[Referring expression pointing data]
▶
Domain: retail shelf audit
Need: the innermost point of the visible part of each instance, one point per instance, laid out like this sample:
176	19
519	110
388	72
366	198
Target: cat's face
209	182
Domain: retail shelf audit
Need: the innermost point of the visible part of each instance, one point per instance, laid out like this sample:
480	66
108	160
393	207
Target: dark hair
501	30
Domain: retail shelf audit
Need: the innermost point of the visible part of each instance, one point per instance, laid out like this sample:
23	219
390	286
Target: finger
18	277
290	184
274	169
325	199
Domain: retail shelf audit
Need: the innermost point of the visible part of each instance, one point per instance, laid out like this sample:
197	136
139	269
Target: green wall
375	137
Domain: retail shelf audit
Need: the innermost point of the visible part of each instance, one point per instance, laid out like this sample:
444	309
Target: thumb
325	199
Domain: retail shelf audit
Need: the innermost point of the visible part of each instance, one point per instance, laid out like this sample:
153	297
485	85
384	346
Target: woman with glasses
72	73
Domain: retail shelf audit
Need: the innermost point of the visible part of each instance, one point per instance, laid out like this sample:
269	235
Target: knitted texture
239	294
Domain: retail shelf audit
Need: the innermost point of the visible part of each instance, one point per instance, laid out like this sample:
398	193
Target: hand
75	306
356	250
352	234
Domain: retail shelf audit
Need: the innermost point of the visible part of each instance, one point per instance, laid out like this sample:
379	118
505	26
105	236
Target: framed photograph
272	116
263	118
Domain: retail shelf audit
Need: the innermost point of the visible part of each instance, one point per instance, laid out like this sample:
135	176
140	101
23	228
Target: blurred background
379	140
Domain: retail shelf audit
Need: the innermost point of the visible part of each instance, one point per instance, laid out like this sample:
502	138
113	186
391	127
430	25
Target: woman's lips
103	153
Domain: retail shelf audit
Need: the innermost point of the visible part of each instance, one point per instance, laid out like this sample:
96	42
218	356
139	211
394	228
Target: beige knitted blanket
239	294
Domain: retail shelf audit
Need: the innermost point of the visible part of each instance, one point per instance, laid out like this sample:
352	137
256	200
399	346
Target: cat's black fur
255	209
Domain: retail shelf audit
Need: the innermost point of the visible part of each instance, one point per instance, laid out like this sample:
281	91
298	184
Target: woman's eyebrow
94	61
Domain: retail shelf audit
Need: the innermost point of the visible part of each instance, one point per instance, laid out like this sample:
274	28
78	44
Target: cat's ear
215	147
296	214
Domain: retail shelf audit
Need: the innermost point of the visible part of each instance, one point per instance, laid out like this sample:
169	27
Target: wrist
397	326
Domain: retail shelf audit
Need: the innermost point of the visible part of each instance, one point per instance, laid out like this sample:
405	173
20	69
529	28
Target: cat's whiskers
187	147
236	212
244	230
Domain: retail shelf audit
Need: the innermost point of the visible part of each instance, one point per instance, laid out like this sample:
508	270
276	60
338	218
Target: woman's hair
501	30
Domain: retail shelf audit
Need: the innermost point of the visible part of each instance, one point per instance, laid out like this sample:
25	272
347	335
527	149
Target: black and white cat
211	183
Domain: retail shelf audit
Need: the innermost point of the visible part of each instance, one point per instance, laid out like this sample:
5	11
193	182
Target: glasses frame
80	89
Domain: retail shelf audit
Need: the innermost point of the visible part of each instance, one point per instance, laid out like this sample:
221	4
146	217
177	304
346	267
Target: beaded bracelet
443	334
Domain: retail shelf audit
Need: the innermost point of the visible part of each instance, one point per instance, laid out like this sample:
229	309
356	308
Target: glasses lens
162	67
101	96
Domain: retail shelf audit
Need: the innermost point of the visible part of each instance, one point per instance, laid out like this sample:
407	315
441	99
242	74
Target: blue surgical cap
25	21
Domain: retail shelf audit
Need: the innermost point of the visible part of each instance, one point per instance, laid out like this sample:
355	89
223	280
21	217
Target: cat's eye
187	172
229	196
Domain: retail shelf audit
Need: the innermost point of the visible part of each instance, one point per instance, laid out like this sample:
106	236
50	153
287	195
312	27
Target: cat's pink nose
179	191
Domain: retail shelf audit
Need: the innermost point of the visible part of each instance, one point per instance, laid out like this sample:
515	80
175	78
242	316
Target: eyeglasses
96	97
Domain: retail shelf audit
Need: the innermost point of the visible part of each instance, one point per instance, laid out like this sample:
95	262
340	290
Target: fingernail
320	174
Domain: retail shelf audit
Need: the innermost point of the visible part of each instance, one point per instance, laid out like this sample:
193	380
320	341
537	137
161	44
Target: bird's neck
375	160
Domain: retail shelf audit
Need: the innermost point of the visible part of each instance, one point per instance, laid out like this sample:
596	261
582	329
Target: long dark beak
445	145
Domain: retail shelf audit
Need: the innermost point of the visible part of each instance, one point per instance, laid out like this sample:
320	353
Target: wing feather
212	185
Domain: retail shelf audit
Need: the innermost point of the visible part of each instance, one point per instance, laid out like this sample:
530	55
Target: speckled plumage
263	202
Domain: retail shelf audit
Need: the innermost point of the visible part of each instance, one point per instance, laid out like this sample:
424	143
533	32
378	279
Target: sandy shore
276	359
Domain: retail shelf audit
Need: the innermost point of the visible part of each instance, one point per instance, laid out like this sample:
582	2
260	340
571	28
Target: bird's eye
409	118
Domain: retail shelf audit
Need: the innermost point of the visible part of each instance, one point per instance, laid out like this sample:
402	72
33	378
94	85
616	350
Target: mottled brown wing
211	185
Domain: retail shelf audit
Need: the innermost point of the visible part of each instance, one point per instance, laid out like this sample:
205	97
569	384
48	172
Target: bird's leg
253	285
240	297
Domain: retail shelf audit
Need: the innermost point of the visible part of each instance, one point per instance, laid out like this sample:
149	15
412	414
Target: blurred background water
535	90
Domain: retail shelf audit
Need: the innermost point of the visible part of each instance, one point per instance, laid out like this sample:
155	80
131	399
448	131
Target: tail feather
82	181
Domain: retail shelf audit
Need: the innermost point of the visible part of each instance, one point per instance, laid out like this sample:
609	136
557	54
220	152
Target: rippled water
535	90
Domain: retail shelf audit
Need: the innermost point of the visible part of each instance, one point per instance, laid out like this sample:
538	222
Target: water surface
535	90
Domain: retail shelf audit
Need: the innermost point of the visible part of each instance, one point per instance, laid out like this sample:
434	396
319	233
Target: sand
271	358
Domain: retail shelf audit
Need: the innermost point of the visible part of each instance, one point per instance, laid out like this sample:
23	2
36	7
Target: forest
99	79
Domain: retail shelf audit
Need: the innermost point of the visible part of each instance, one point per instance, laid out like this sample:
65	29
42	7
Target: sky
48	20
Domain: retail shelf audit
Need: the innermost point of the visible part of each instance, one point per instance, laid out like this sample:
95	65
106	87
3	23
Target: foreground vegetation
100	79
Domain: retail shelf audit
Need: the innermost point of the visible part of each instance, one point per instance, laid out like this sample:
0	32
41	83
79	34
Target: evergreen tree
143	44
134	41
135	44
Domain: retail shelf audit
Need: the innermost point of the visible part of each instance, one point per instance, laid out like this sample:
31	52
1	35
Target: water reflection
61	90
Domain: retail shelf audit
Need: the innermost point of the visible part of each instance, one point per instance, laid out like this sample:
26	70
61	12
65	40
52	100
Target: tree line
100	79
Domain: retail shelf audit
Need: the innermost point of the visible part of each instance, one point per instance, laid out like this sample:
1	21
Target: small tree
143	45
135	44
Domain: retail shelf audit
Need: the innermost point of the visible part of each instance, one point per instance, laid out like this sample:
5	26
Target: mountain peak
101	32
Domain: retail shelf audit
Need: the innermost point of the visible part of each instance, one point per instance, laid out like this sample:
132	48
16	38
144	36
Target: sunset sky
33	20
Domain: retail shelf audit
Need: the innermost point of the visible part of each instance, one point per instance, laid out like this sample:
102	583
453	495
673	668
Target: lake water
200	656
◀
* [Work required]
Print out all of the data above word for word.

* [Solved exercise]
Domain: retail shelf audit
Need: the innermost point of the visible part of each instance, one point per instance, laid out like this sample:
176	19
519	110
388	72
366	198
Target: cat's face
209	182
Domain: retail shelf audit
Need: the innermost point of the visible part of each instance, one point per instance, laid out like this sample:
480	66
108	160
393	207
Target: dark hair
501	30
Domain: retail shelf audit
Need: the innermost point of the visible part of each instance, one point per instance, laid out like this sample:
23	219
390	286
Target: finger
18	277
290	184
274	169
325	199
Domain: retail shelf audit
Need: the innermost point of the visible part of each instance, one point per instance, laid out like this sample:
197	136
139	269
Target: green wall
375	137
Domain: retail shelf audit
Need: the innermost point of the visible part of each instance, one point per instance, laid out like this sample:
444	309
Target: thumb
325	199
Domain: retail shelf audit
Need: the innermost point of the visible part of each instance, one point per instance, laid out like this sample:
153	297
485	85
384	346
Target: woman with glasses
72	73
Domain: retail shelf audit
Need: the innermost point of the visible part of each instance, one point per instance, laid out like this sample:
269	235
Target: knitted texture
239	294
Domain: retail shelf audit
Need: the innermost point of the visible part of each instance, one point per instance, laid out like this sample:
398	193
Target: hand
75	306
356	250
352	234
Domain: retail shelf audit
Need: the innermost point of the visible part of each instance, one point per instance, laid out like this sample:
379	118
505	26
105	236
Target: framed photograph
272	116
263	118
Domain: retail shelf audit
Need: the innermost point of the visible part of each instance, one point per instance, laid out like this sample:
135	176
140	101
23	228
Target: blurred background
379	140
Domain: retail shelf audit
Need: the innermost point of the visible part of each instance, one point per instance, laid out like this sample:
502	138
113	186
391	127
430	25
Target: woman's lips
103	153
Domain: retail shelf audit
Need: the innermost point of the visible part of each instance, one point per instance, laid out like this sample:
96	42
218	356
139	211
394	228
Target: beige knitted blanket
239	294
Domain: retail shelf audit
Need: the innermost point of the visible part of each instance, one point per instance, laid out like this sample:
352	137
256	200
399	346
Target: cat's black fur
255	209
Domain: retail shelf audit
Need: the innermost point of the visible part of each instance, one point per instance, laid out like this sample:
281	91
298	184
Target: woman's eyebrow
94	61
Domain: retail shelf audit
Need: the innermost point of the visible part of each instance, one point per instance, laid out like this sample:
274	28
78	44
Target: cat's ear
215	147
296	214
Domain: retail shelf audit
Need: the innermost point of the visible part of each instance, one point per instance, laid out like this sample:
169	27
Target: wrist
397	326
Domain: retail shelf audit
Need: the innermost point of the visible part of each instance, one point per instance, laid out like this sample:
405	173
20	69
529	28
Target: cat's whiskers
187	147
236	212
244	230
Domain: retail shelf audit
Need: the innermost point of the visible part of each instance, one point per instance, laid out like this sample:
508	270
276	60
338	218
Target: woman's hair
501	30
Domain: retail shelf audit
Need: the innermost point of the visible part of each instance, one point per instance, laid out like this sample:
25	272
347	335
527	149
Target: black and white cat
211	183
Domain: retail shelf audit
Need: the innermost point of the visible part of each instance, one point per instance, laid out like this sample:
5	11
193	182
Target: glasses frame
80	89
Domain: retail shelf audit
Need: the innermost point of the visible part of each instance, one point per instance, laid out like this sample:
221	4
146	217
177	304
346	267
Target: beaded bracelet
443	334
Domain: retail shelf audit
Need: the innermost point of the visible part of each instance, one point per instance, laid out like this sample:
229	309
356	308
Target: glasses lens
162	67
101	96
Domain: retail shelf audit
Need: the innermost point of the visible part of each instance, one point per instance, laid out like this sample:
407	315
441	99
242	74
Target: blue surgical cap
25	21
Domain: retail shelf audit
Need: the innermost point of the visible part of each instance, one point per instance, laid out like this sample:
355	89
223	280
21	217
Target: cat's eye
187	172
229	196
Domain: retail shelf audit
Need: the innermost point of the visible part of each instance, one point per instance, laid out like this sample:
106	236
50	153
287	195
312	27
Target: cat's pink nose
179	191
Domain: retail shelf audit
Need: the innermost point of the visible part of each instance, one point per instance, laid out like this sample:
515	80
175	78
242	316
Target: eyeglasses
96	97
Domain: retail shelf audit
Need: the innermost point of the visible part of each instance, one point per instance, laid out like this sample:
95	262
340	290
Target: fingernail
320	174
Domain: retail shelf audit
Need: the innermost point of the visible part of each instance, one point per instance, laid out like this sample:
193	380
320	341
537	137
161	44
Target: bird's neck
375	160
Domain: retail shelf audit
Need: the innermost point of the visible part of each instance, one point per instance, laid out like this sample:
596	261
582	329
Target: long dark beak
445	145
Domain: retail shelf audit
Need: the innermost point of the visible part of each instance, one point per instance, laid out like this sample:
320	353
Target: wing feather
212	185
Domain: retail shelf audit
Need: the innermost point of the visible part of each instance, one point per instance, laid out like this sample:
530	55
Target: speckled plumage
263	202
Domain: retail shelf audit
Need: the innermost point of the visible part of each instance, one point per instance, laid out like this sample:
424	143
533	32
378	279
Target: sandy shore
276	359
Domain: retail shelf audit
Need: the innermost point of the visible part of each instance, one point per instance, laid out like this sample:
582	2
260	340
571	28
Target: bird's eye
409	118
Domain: retail shelf audit
Need: the innermost point of the visible part of each instance, one point per instance, laid out like this sample:
402	72
33	378
94	85
616	350
Target: mottled brown wing
211	185
Domain: retail shelf audit
Need: the innermost point of the visible part of each instance, one point per instance, laid out like this sample:
205	97
569	384
48	172
Target: bird's leg
253	285
240	297
Domain: retail shelf audit
Need: the innermost point of the visible part of each instance, one point per instance, laid out like this sample:
149	15
412	414
Target: blurred background water
535	90
Domain: retail shelf audit
Need: the innermost point of the visible part of each instance, one point per instance, laid out like this sample:
155	80
131	399
448	131
Target: tail feather
82	181
Domain: retail shelf audit
Need: the innermost point of the visible part of each instance, one point per instance, laid out like this sample:
609	136
557	54
220	152
Target: rippled water
535	90
Domain: retail shelf audit
Need: the innermost point of the visible part of each instance, one point per instance, laid out like this sample:
538	222
Target: water surface
535	90
Domain: retail shelf audit
Need: the innermost point of the visible part of each instance, one point per instance, laid out like this sample:
434	396
319	233
Target: sand
271	358
Domain: retail shelf audit
Need: the innermost point of the visible part of each instance, one point per instance, laid out like this sample:
23	2
36	7
Target: forest
99	79
Domain: retail shelf audit
Need: the innermost point of the visible part of each instance, one point per instance, laid out like this sample:
65	29
42	7
Target: sky
48	20
Domain: retail shelf audit
Need: the innermost point of the visible part of each instance, one point per instance, laid out like this sample:
95	65
106	87
3	23
Target: foreground vegetation
100	79
Domain: retail shelf audit
Need: the innermost point of the visible part of each instance, one point per instance, laid out like this sample:
0	32
41	83
79	34
Target: evergreen tree
143	44
134	41
135	44
Domain: retail shelf audit
Need: the innermost point of the visible part of each instance, one point per instance, laid out like this sample:
31	52
1	35
Target: water reflection
61	90
Domain: retail shelf audit
Need: the innermost point of the visible part of each instance, one point per instance, laid out like this sample:
26	70
61	12
65	40
52	100
Target: tree line
100	79
Domain: retail shelf audit
Need: the innermost point of the visible part of each instance, one point per instance, laid out like this sample:
1	21
Target: small tree
143	45
135	44
Domain: retail shelf audit
Need: the innermost point of the visible part of each instance, one point per instance, laid out like this sample:
5	26
Target: mountain peak
101	32
Domain: retail shelf audit
Need: the innermost point of the visible part of each instance, one point per instance, laid out like this sample:
132	48
16	38
144	36
Target: sunset sky
33	20
Domain: retail shelf audit
Need: the innermost point of the visible part of each instance, one point per instance, laid out like this sample:
102	583
453	495
673	668
Target: lake water
200	656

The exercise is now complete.